TASK DIRECTIONS: Update the entries below by replacing every "Kindly provide" with "Please supply", keeping all other text unchanged.
* START MATERIALS PROVIDED *
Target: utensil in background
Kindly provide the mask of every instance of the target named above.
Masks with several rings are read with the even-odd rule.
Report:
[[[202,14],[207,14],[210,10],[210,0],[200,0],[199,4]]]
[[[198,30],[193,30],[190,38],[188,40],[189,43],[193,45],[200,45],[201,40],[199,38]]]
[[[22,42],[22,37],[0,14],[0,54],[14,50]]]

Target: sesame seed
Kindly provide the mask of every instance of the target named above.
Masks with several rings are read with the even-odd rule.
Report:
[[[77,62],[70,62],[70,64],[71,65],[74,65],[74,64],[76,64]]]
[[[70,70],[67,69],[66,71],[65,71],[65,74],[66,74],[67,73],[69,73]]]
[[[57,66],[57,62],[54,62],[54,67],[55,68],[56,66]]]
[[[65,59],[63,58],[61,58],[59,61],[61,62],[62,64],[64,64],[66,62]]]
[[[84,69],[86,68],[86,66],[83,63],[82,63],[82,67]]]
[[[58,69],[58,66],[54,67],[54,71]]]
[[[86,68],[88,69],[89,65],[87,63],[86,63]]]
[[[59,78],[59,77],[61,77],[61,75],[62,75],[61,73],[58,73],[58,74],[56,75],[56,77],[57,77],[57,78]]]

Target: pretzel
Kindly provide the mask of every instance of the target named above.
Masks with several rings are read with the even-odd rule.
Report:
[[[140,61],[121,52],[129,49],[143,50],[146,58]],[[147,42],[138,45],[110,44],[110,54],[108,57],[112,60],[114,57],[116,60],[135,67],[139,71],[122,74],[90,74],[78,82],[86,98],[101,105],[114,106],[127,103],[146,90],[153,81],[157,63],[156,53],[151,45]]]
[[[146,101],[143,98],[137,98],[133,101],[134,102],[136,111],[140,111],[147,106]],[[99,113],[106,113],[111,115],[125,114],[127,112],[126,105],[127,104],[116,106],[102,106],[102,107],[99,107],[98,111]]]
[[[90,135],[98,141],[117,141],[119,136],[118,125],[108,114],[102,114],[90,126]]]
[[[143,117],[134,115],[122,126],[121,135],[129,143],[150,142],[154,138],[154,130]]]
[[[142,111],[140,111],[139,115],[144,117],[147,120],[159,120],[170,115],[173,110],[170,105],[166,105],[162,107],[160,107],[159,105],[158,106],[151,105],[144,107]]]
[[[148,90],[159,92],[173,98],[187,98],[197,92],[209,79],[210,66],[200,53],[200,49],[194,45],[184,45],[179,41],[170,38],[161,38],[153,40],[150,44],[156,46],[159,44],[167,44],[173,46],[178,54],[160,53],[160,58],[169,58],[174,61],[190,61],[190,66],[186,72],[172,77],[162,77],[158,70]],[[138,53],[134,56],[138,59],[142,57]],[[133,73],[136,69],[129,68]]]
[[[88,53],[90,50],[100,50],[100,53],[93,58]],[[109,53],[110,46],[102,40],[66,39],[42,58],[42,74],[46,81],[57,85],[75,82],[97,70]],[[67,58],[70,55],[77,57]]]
* END MATERIALS PROVIDED *
SOLUTION FOR THIS TASK:
Target: utensil in background
Please supply the mask of every instance of the target named above.
Masks with several rings are read with the even-odd rule.
Report:
[[[202,14],[207,14],[210,10],[210,0],[200,0],[199,4]]]
[[[198,30],[193,30],[190,38],[188,40],[189,43],[193,45],[200,45],[201,40],[199,38]]]
[[[22,42],[22,37],[0,14],[0,54],[14,50]]]

Target: sesame seed
Please supply the mask of every instance of the target named above.
Masks with several rings are read with the even-odd rule.
Report:
[[[77,62],[70,62],[70,64],[71,65],[74,65],[74,64],[76,64]]]
[[[70,70],[67,69],[66,71],[65,71],[65,74],[66,74],[67,73],[69,73]]]
[[[57,66],[57,62],[54,62],[54,67],[55,68],[56,66]]]
[[[65,59],[63,58],[61,58],[59,61],[61,62],[62,64],[64,64],[66,62]]]
[[[84,69],[86,68],[86,66],[83,63],[82,63],[82,67]]]
[[[58,69],[58,66],[54,67],[54,71]]]
[[[86,68],[88,69],[89,65],[87,63],[86,63]]]
[[[59,78],[59,77],[61,77],[61,75],[62,75],[61,73],[58,73],[58,74],[56,75],[56,77],[57,77],[57,78]]]

Target: pretzel
Please supply the mask of every instance of the target named above.
Masks with several rings are read with the even-odd rule.
Report:
[[[140,61],[121,52],[129,49],[143,50],[146,58]],[[147,42],[138,45],[110,44],[110,54],[108,57],[112,60],[114,57],[116,60],[135,67],[139,71],[122,74],[90,74],[78,82],[86,98],[101,105],[114,106],[127,103],[146,90],[153,81],[157,63],[156,53],[151,45]]]
[[[146,101],[143,98],[137,98],[133,101],[134,102],[136,111],[140,111],[147,106]],[[99,113],[106,113],[111,115],[125,114],[127,112],[126,105],[127,104],[116,106],[102,106],[102,107],[99,107],[98,111]]]
[[[90,135],[98,141],[117,141],[119,136],[118,125],[108,114],[102,114],[90,126]]]
[[[143,117],[134,115],[122,126],[121,135],[129,143],[150,142],[154,138],[154,130]]]
[[[142,111],[140,111],[139,115],[144,117],[147,120],[159,120],[170,115],[173,110],[170,105],[166,105],[162,107],[160,107],[159,105],[158,106],[151,105],[144,107]]]
[[[148,90],[159,92],[173,98],[187,98],[197,92],[209,79],[210,66],[200,53],[200,49],[194,45],[184,45],[179,41],[170,38],[161,38],[153,40],[150,44],[156,46],[159,44],[167,44],[173,46],[178,54],[160,53],[160,58],[169,58],[174,61],[190,61],[190,66],[186,72],[172,77],[162,77],[158,70]],[[138,53],[134,56],[138,59],[142,57]],[[133,73],[136,69],[129,68]]]
[[[88,53],[90,50],[100,50],[100,53],[93,58]],[[109,53],[110,46],[102,40],[66,39],[42,58],[42,74],[46,81],[57,85],[75,82],[97,70]],[[67,58],[70,55],[77,57]]]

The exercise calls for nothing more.